● Task instructions
Find every line in the records below that contains the string "fence", and copy each of those lines. Case counts.

------ Records ------

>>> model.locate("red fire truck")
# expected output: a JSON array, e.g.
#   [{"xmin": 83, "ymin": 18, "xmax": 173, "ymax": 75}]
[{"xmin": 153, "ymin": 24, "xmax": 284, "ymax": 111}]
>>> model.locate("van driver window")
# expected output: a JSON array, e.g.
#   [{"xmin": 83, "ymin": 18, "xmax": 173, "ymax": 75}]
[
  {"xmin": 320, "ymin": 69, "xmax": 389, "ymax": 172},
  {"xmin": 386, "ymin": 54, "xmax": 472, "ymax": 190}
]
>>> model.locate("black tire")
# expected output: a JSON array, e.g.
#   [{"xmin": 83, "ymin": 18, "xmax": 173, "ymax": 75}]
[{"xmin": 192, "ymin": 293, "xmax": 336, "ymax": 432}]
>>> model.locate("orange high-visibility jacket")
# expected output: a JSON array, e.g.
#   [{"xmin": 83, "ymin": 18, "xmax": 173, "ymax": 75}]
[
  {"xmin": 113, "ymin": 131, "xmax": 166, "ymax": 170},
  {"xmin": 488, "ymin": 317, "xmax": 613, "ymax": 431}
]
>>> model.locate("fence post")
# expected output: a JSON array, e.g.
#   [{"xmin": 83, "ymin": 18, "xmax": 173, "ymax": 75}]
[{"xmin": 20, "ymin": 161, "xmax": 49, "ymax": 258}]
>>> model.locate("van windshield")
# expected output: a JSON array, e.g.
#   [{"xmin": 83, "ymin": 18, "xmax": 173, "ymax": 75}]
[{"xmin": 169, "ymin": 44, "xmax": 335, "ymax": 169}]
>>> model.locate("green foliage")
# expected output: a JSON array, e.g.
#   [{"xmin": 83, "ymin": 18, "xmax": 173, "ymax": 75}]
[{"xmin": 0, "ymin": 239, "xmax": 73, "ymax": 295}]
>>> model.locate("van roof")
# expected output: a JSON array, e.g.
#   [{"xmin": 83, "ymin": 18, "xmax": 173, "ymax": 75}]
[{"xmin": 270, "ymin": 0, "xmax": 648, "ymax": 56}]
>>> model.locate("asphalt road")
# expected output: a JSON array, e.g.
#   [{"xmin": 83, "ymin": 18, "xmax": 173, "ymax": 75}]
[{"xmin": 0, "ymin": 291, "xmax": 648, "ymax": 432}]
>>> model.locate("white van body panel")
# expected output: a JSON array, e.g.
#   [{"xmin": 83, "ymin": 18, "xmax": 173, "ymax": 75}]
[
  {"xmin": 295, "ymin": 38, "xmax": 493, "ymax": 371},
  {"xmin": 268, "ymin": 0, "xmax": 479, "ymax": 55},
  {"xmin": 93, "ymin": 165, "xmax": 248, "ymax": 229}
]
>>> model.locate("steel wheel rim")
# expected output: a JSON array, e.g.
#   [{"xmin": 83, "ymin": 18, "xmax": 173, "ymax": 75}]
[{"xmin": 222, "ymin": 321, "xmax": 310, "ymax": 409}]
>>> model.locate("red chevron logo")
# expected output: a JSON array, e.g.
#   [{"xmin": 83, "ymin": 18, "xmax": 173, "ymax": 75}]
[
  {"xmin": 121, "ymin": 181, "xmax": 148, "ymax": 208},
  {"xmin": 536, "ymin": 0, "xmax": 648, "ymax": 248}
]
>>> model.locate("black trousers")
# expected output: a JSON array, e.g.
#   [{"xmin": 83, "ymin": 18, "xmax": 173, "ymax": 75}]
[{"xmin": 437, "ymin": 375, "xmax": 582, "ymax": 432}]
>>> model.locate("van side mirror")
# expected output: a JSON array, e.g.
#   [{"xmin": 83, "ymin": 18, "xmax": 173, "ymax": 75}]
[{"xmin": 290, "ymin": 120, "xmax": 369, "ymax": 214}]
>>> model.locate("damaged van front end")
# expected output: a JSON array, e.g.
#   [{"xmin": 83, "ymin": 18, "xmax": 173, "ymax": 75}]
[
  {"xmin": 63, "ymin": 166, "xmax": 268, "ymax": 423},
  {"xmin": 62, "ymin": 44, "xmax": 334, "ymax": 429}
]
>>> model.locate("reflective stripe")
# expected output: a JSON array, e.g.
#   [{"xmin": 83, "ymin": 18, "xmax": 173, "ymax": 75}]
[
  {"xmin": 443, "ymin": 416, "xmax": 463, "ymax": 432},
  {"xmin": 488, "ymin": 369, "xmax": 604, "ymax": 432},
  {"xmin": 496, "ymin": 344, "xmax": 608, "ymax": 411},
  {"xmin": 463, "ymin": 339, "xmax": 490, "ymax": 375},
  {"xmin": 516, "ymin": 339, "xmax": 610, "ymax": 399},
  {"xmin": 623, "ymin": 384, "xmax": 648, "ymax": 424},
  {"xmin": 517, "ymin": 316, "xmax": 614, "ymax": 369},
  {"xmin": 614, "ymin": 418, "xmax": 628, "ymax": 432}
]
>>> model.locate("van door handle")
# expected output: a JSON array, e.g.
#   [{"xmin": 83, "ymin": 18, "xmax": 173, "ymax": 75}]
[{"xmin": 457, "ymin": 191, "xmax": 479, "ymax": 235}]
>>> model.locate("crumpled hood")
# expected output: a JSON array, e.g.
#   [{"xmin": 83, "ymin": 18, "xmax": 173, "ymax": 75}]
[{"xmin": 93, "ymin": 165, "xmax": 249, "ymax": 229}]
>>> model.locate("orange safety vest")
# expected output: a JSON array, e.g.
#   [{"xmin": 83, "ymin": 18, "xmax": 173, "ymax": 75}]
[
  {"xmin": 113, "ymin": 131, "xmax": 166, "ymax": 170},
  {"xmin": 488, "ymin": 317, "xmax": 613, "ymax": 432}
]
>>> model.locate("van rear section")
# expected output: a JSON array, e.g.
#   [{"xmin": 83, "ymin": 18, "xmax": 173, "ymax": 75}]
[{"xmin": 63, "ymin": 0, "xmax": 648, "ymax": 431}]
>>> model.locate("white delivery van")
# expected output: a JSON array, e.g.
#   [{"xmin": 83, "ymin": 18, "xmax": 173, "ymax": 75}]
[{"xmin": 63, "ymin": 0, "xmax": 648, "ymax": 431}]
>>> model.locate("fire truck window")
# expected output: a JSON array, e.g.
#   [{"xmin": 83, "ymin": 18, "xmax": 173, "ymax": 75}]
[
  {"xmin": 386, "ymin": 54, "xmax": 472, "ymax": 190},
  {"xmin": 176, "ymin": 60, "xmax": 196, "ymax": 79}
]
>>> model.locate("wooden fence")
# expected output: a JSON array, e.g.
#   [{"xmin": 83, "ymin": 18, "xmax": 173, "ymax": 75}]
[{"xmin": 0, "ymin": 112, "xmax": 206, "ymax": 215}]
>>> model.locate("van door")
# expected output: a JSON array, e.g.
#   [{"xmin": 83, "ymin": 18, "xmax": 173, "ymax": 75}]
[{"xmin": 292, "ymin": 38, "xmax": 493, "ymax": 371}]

------

● Reply to the task
>>> model.locate("fence post")
>>> model.locate("wooden fence")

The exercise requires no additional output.